**Problem description:** Return, word for word, the part of the article on Mistral Small 4 below that opens with the words containing "Mistral Small 4 arrived" and closes with "Devstral’s coding capabilities.".

Mistral Small 4 arrived with fanfare this month. It unifies reasoning, vision, and coding into one model, runs Apache 2.0, and beats GPT-OSS 120B on multiple benchmarks. The catch: you’ll need enterprise hardware to run it.
Meanwhile, Qwen 3.5’s MoE models continue to dominate consumer GPUs. A used $800 RTX 3090 now delivers 112 tokens per second with frontier-competitive quality. That’s the real story this week.
Mistral Small 4: The Three-in-One Model
Mistral released Small 4 on March 17 under Apache 2.0. The pitch: one model that combines Magistral’s reasoning, Pixtral’s vision, and Devstral’s coding capabilities.
The architecture is clever. 119 billion total parameters with 128 expert subnetworks, but only 4 experts active per token—roughly 6 billion parameters per forward pass. Add a 256K context window and native multimodal understanding.
The benchmark numbers back up the hype:
| Benchmark | Small 4 | GPT-OSS 120B |
|---|---|---|
| GPQA Diamond | 71.2% | 68.4% |
| MMLU-Pro | 78.0% | 76.3% |
| LiveCodeBench | Higher | Lower |
| Output Length | 1.6K chars | 5.8K chars |
That last row matters. Mistral’s testing shows Small 4 produces 20% less output than competitors for equivalent task completion. Concise responses at lower cost per token.

**Dataset extract:**

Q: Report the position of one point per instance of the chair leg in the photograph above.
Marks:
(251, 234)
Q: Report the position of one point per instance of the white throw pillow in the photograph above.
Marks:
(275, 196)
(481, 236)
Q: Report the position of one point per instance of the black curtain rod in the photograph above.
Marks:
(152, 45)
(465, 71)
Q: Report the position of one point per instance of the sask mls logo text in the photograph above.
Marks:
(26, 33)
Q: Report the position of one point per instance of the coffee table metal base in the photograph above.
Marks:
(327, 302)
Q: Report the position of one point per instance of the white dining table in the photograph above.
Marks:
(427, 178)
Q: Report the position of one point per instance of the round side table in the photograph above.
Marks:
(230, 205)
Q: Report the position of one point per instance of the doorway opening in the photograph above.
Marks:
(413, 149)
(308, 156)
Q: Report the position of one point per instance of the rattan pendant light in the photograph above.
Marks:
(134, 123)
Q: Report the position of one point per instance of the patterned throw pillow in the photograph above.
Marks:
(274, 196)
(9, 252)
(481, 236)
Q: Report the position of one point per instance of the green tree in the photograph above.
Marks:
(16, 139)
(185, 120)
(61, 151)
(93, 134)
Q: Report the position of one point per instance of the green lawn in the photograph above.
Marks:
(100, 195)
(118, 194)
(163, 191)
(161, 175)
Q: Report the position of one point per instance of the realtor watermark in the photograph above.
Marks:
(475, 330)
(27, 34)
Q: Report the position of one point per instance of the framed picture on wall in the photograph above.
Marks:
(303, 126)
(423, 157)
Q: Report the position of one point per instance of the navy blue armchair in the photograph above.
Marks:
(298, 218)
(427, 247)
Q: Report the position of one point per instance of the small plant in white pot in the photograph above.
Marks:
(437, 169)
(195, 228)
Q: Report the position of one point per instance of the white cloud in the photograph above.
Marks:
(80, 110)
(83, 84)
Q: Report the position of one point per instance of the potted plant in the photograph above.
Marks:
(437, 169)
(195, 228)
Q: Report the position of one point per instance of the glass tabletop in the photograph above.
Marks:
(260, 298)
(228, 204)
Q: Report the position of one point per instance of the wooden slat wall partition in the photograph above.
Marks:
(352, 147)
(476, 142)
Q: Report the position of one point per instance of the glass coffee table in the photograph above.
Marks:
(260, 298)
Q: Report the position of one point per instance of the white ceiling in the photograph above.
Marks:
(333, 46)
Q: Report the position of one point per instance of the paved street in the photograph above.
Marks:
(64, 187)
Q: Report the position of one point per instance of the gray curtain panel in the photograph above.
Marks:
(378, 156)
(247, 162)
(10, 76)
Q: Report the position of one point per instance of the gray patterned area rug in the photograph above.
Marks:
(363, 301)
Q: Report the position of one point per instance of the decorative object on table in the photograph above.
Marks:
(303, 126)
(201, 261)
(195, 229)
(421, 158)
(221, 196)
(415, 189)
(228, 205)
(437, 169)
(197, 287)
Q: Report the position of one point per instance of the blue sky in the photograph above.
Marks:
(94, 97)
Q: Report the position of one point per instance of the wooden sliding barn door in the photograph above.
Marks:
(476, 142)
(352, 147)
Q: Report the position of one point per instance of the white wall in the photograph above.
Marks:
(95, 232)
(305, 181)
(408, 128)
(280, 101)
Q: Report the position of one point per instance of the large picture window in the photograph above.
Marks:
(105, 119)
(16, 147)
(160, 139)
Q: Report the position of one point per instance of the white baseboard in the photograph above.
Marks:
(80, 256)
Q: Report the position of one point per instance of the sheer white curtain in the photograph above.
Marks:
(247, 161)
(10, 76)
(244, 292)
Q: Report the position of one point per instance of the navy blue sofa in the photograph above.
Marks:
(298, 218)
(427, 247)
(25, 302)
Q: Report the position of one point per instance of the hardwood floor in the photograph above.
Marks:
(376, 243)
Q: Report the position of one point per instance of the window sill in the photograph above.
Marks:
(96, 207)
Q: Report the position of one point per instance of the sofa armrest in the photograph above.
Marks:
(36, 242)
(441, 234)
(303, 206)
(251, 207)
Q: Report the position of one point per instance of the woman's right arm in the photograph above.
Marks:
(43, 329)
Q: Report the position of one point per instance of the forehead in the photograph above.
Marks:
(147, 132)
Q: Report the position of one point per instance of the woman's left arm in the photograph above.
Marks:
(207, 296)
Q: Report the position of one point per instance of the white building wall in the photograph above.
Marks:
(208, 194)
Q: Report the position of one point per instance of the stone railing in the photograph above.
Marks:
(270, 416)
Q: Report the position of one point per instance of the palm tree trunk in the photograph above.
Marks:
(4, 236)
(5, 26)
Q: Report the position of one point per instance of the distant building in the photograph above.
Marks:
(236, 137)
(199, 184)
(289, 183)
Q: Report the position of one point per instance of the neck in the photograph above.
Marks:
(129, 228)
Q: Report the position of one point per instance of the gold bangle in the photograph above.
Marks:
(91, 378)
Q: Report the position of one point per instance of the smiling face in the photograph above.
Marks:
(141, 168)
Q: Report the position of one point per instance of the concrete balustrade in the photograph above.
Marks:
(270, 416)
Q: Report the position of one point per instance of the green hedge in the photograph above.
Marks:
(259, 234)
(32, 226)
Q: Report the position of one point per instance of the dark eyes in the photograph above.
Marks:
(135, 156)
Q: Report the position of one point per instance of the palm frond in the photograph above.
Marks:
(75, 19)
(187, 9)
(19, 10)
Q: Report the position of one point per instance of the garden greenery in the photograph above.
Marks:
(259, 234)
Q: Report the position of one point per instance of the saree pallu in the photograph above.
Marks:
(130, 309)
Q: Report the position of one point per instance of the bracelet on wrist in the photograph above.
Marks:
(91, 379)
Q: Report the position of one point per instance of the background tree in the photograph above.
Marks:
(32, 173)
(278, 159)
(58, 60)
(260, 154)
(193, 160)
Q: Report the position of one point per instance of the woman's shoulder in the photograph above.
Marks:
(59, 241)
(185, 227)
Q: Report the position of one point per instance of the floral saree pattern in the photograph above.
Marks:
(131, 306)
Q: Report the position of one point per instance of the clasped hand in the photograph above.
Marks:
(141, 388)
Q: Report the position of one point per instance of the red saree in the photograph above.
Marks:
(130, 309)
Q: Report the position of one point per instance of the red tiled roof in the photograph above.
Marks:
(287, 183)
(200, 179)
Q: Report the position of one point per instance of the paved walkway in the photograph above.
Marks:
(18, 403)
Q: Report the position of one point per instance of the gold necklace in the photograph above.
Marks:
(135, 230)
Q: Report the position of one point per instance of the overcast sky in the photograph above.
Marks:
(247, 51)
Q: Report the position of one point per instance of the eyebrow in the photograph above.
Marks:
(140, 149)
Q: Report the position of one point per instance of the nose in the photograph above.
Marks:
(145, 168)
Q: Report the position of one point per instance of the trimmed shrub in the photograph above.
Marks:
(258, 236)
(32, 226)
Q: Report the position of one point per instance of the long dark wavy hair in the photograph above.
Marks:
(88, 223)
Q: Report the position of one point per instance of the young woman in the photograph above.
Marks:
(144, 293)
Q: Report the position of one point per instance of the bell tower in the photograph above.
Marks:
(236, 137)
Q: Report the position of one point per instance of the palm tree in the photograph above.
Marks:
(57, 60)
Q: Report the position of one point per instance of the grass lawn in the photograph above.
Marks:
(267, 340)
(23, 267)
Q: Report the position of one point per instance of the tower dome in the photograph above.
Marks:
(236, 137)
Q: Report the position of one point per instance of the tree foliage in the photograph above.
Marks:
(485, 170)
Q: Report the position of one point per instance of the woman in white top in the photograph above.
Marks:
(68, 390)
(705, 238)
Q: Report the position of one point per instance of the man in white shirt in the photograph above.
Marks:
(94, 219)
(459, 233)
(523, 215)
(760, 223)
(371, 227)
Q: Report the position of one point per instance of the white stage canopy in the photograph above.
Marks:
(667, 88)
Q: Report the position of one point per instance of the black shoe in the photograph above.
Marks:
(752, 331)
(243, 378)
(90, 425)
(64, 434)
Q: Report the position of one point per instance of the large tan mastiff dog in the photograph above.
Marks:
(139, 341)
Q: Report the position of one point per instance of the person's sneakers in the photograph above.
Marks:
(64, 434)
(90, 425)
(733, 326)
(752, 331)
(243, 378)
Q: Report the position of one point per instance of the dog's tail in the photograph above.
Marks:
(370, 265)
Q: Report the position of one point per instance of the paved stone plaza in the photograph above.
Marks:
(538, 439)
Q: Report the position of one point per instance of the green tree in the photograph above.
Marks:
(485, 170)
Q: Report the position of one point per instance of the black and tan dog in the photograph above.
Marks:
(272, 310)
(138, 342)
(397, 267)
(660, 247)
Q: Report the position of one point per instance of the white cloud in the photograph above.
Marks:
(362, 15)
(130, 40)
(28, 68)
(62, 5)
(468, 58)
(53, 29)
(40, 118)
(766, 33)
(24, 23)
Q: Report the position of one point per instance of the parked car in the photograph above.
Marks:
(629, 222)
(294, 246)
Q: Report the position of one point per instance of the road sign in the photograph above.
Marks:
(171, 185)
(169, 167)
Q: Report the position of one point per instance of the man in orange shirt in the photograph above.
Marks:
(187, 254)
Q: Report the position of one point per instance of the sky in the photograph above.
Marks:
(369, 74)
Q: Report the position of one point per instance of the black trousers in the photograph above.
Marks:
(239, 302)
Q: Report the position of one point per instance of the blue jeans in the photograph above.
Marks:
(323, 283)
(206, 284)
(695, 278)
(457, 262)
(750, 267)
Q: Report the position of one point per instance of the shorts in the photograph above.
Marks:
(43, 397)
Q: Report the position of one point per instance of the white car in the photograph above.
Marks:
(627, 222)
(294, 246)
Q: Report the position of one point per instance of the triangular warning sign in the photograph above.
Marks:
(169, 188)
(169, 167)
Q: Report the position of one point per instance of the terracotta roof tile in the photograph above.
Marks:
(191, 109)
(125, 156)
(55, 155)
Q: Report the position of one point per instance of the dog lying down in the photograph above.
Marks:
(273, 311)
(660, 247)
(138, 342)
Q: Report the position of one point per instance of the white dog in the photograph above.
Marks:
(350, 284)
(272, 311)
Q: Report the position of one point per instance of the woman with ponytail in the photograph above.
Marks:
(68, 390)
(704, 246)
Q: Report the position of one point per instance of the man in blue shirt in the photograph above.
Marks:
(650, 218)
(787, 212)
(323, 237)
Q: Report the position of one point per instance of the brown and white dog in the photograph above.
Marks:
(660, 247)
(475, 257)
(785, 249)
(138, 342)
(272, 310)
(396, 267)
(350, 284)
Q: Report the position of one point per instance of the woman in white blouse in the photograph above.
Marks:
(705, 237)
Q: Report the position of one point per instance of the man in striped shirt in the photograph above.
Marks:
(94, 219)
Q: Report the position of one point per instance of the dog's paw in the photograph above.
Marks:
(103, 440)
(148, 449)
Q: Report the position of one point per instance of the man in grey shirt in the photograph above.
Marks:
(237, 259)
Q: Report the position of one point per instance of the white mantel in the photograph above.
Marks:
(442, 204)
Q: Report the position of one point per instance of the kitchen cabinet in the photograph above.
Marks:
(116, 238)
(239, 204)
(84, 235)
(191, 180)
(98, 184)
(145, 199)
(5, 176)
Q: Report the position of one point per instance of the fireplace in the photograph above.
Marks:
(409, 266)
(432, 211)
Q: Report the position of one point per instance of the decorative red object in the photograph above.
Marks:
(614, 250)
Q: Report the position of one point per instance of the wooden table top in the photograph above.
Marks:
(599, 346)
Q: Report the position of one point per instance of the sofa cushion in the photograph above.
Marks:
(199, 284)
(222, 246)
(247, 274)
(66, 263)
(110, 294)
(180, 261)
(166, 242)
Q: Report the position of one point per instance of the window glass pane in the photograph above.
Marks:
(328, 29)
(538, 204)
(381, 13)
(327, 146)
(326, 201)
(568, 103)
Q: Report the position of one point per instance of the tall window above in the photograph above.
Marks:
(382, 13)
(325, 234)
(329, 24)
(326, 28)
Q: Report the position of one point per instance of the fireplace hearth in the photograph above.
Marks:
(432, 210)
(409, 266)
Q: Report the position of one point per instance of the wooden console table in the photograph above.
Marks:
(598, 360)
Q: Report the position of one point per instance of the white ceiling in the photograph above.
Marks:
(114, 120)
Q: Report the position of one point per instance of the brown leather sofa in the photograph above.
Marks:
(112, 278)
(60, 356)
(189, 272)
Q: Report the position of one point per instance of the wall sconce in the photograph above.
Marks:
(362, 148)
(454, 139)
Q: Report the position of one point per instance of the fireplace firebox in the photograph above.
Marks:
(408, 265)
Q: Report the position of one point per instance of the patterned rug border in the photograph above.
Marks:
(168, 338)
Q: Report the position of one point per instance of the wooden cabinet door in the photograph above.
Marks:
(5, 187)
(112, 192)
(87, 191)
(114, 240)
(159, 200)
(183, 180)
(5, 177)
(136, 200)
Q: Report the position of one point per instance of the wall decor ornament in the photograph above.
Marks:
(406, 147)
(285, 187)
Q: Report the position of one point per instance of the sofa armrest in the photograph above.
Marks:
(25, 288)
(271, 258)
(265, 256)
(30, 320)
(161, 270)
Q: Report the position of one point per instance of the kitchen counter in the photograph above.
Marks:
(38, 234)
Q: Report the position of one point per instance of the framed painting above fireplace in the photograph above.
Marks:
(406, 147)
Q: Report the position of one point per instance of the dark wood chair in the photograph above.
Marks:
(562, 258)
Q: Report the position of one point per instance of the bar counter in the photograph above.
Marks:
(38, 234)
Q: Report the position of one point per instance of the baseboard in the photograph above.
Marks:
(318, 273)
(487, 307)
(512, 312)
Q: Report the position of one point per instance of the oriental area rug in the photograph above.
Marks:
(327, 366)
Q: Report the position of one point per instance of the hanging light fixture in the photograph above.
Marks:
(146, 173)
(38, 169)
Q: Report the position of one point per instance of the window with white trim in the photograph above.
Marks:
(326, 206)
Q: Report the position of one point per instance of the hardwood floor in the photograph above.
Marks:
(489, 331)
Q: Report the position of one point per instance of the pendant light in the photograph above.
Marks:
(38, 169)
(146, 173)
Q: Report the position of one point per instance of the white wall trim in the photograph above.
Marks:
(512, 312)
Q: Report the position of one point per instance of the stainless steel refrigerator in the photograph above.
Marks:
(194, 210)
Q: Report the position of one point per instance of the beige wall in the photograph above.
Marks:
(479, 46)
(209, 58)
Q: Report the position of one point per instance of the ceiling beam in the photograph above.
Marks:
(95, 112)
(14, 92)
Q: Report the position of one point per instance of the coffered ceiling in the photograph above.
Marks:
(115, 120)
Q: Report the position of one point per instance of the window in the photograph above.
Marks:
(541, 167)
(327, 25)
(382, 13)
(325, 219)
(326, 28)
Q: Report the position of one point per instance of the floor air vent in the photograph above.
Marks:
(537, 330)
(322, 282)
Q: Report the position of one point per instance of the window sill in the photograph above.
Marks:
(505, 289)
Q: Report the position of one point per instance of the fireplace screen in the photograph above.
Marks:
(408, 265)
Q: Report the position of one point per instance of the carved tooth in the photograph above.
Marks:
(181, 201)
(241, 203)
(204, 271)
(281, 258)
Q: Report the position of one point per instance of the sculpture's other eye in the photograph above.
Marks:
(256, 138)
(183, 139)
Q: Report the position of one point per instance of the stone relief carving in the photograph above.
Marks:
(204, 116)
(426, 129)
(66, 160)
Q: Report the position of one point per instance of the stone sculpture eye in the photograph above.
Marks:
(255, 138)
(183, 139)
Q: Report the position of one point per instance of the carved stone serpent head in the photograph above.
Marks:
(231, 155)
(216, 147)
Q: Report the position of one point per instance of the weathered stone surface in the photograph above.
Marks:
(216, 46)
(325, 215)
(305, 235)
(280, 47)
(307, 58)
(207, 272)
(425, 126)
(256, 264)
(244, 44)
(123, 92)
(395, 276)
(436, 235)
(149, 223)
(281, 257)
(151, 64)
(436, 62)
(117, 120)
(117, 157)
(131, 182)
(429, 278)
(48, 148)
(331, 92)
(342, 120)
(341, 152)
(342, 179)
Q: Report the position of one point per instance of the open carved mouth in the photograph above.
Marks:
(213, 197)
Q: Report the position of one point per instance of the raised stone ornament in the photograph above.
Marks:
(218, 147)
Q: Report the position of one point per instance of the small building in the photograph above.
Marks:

**Exercise response:**
Mistral Small 4 arrived with fanfare this month. It unifies reasoning, vision, and coding into one model, runs Apache 2.0, and beats GPT-OSS 120B on multiple benchmarks. The catch: you’ll need enterprise hardware to run it.
Meanwhile, Qwen 3.5’s MoE models continue to dominate consumer GPUs. A used $800 RTX 3090 now delivers 112 tokens per second with frontier-competitive quality. That’s the real story this week.
Mistral Small 4: The Three-in-One Model
Mistral released Small 4 on March 17 under Apache 2.0. The pitch: one model that combines Magistral’s reasoning, Pixtral’s vision, and Devstral’s coding capabilities.